* _Teks Bacaan_:
____
Sementara calon pengantin laki-laki akan menunggu di tempat yang telah
disepakati.
Secara umum, masyarakat suku Sasak
memahami makna merariq dengan sebutan memaling.
Padahal, istilah merariq memiliki
makna yang berbeda dengan memaling. Meskipun dalam proses merariq
merupakan sebuah kegiatan membawa lari seorang wanita secara sembunyi-sembunyi
untuk dijadikan istri oleh seorang pria, akan tetapi proses merariq terjadi
atas kesepakatan bersama antara kedua belah pihak.
Di samping itu, dalam proses
pelaksanaannya, merariq tentulah harus tetap berpatokan pada awiq-awiq (aturan)
yang berlaku dalam masyarakat suku Sasak. Dengan demikian, Merariq tidak akan dapat
disamakan dengan memaling yang memiliki konotasi sangat buruk.
Pada
dasarnya, kata merariq merupakan akronim dari bahasa Sasak yaitu kata me yang
memiliki arti silakan atau ayo dan kata berari yang memiliki makna berlari.
Dengan
demikian, secara bebas dapat dikemukakan pengeertian Merariq sebagai
kata/istilah yang memiliki makna mari kita berlari.
____
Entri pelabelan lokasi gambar
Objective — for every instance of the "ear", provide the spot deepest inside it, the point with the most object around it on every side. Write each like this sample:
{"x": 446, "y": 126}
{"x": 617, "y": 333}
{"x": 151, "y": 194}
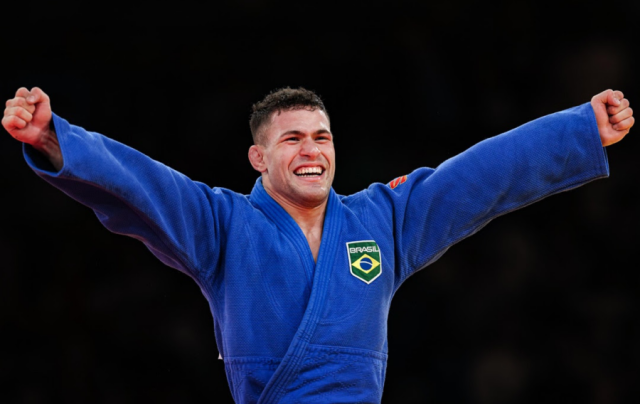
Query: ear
{"x": 256, "y": 158}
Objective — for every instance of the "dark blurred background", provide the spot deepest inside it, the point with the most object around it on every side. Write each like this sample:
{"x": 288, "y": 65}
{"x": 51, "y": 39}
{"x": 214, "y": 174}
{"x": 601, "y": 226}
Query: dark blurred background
{"x": 540, "y": 306}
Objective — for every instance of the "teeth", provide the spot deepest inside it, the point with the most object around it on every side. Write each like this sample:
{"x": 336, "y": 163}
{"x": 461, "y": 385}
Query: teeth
{"x": 309, "y": 170}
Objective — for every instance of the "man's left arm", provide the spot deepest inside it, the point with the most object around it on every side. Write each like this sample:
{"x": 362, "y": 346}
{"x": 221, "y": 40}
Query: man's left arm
{"x": 613, "y": 115}
{"x": 435, "y": 208}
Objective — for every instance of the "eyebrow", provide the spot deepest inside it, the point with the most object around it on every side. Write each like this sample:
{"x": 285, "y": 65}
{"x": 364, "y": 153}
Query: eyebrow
{"x": 297, "y": 132}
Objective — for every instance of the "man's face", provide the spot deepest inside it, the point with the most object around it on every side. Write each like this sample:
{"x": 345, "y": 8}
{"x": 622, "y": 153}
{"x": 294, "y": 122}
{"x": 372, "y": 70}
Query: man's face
{"x": 299, "y": 158}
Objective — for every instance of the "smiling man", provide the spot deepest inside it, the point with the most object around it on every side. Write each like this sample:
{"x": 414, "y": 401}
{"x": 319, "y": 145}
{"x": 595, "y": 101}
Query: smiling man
{"x": 299, "y": 279}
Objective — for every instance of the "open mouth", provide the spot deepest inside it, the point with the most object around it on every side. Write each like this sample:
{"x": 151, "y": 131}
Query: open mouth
{"x": 309, "y": 172}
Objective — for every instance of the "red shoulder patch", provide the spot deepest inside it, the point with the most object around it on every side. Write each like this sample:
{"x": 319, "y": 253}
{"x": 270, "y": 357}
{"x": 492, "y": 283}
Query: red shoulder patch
{"x": 398, "y": 181}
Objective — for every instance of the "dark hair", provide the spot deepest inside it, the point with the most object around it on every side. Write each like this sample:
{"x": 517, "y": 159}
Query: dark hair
{"x": 282, "y": 99}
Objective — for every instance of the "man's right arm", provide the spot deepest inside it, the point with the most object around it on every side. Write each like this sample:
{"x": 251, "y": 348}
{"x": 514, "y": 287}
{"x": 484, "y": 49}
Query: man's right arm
{"x": 178, "y": 219}
{"x": 27, "y": 117}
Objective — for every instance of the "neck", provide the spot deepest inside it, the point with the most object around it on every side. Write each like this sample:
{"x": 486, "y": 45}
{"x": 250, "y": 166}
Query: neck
{"x": 310, "y": 219}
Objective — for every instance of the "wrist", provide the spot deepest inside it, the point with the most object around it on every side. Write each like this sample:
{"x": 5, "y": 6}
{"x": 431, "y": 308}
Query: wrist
{"x": 49, "y": 146}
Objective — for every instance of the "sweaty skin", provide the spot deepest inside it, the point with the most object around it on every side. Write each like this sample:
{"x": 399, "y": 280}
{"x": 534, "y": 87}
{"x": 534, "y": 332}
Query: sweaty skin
{"x": 297, "y": 163}
{"x": 298, "y": 146}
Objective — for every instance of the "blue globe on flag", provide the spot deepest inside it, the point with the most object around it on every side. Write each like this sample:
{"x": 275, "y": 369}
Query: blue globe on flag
{"x": 366, "y": 263}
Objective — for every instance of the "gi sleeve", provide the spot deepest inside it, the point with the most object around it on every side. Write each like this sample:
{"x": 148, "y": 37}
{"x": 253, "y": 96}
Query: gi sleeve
{"x": 178, "y": 219}
{"x": 435, "y": 208}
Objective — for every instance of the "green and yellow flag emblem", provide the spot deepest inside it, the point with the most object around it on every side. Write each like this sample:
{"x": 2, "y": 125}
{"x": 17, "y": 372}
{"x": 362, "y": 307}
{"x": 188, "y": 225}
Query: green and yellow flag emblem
{"x": 364, "y": 260}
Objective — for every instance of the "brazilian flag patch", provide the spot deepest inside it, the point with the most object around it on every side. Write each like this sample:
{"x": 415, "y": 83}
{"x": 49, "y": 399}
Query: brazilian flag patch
{"x": 364, "y": 260}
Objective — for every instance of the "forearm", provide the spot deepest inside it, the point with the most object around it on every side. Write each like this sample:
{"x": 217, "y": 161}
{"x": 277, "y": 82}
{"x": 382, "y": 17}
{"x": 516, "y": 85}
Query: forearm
{"x": 50, "y": 148}
{"x": 134, "y": 195}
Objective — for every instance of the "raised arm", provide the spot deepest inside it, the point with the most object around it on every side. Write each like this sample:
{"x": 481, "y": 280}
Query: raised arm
{"x": 178, "y": 219}
{"x": 27, "y": 117}
{"x": 435, "y": 208}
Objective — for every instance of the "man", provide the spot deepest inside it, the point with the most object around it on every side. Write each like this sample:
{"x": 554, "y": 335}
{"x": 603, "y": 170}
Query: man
{"x": 299, "y": 279}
____
* _Tugas Latihan 1_:
Apakah pernyataan (a), (b), dan (c) berikut sesuai dengan teks tentang merariq? Jawab ya atau tidak untuk masing-masing, lalu kutip kata-kata teks yang menentukannya. (a) Merariq terjadi atas kesepakatan kedua belah pihak. (b) Merariq memiliki makna yang sama dengan memaling. (c) Dalam bahasa Sasak, kata berari bermakna berlari.
* _Tugas Latihan 2_:
Menurut teks tentang merariq, apa arti awiq-awiq?

* _Jawaban Lengkap 1_:
(a) Ya: "proses merariq terjadi atas kesepakatan bersama antara kedua belah pihak"
(b) Tidak: "istilah merariq memiliki makna yang berbeda dengan memaling"
(c) Ya: "kata berari yang memiliki makna berlari"

* _Jawaban Lengkap 2_:
Awiq-awiq berarti aturan.